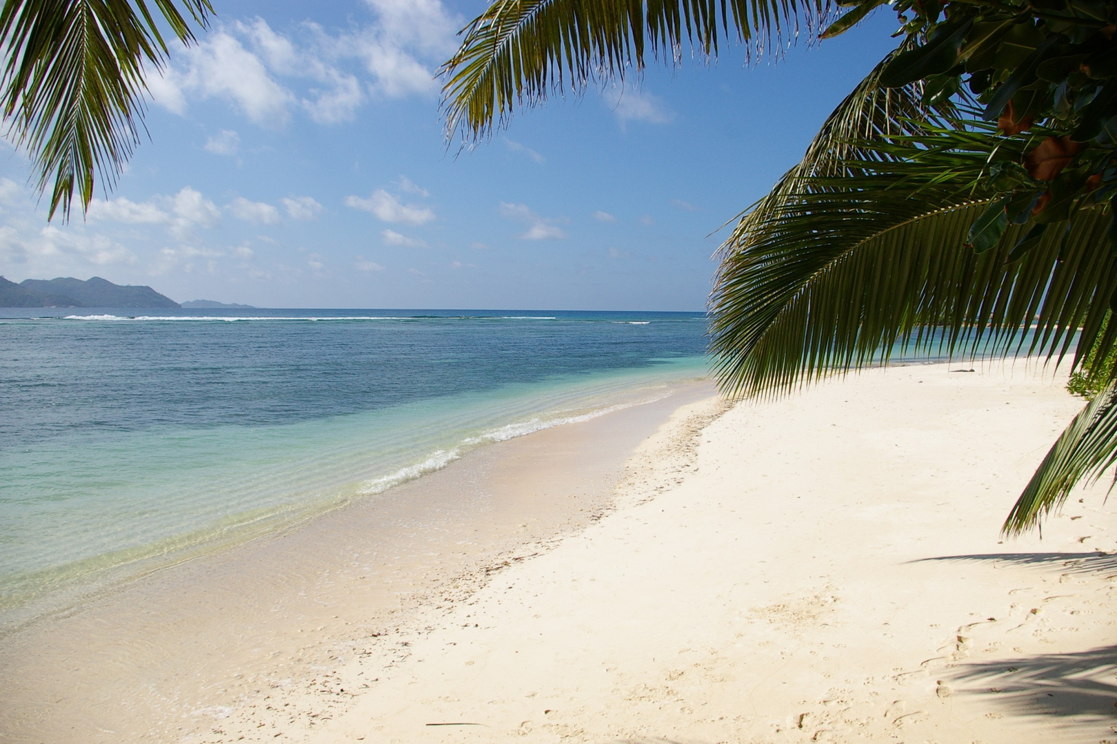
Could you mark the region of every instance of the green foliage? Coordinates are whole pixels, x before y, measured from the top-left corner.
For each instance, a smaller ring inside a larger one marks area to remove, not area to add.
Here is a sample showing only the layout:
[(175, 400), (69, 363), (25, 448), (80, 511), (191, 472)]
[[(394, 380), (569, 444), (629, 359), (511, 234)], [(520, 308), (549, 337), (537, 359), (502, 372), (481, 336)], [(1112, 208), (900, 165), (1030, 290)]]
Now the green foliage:
[(1110, 381), (1051, 447), (1004, 522), (1006, 534), (1038, 528), (1079, 483), (1096, 482), (1117, 465), (1117, 380)]
[(827, 0), (495, 0), (442, 65), (447, 134), (484, 137), (516, 106), (623, 80), (649, 57), (678, 64), (684, 42), (705, 57), (725, 41), (777, 50), (828, 13)]
[(1109, 327), (1109, 316), (1101, 323), (1099, 339), (1090, 347), (1090, 352), (1082, 359), (1079, 368), (1070, 374), (1067, 389), (1073, 395), (1080, 395), (1092, 400), (1114, 379), (1114, 367), (1117, 367), (1117, 348), (1106, 349), (1101, 344)]
[(871, 157), (800, 178), (739, 220), (710, 299), (727, 392), (790, 392), (887, 363), (894, 348), (1061, 358), (1078, 328), (1081, 352), (1114, 347), (1102, 328), (1117, 290), (1106, 209), (1082, 207), (1038, 235), (1011, 223), (975, 252), (975, 220), (991, 204), (1004, 211), (987, 186), (991, 164), (1013, 162), (1032, 141), (954, 124), (887, 137)]
[[(193, 40), (174, 0), (154, 0), (183, 44)], [(209, 0), (181, 0), (206, 25)], [(0, 11), (7, 61), (0, 107), (15, 143), (51, 189), (50, 218), (69, 218), (75, 191), (87, 209), (96, 177), (114, 183), (139, 143), (144, 75), (168, 48), (145, 0), (8, 0)], [(51, 186), (51, 181), (54, 185)]]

-- Problem to solve --
Copy the records from their start up to and including the line with "[(175, 400), (69, 363), (25, 448), (80, 511), (191, 472)]", replacing "sample" with "demonstration" and keeping everything else the same, but omit the pictures.

-- Result of the exercise --
Could you mark the region of every instance of the green foliage? Coordinates are whole pixels, x before y, measured from the top-left corner.
For each instance, a smaller ring inside a larger one marks area to remove, not area to add.
Here is a demonstration showing only the layout:
[(175, 400), (69, 363), (25, 448), (80, 511), (191, 472)]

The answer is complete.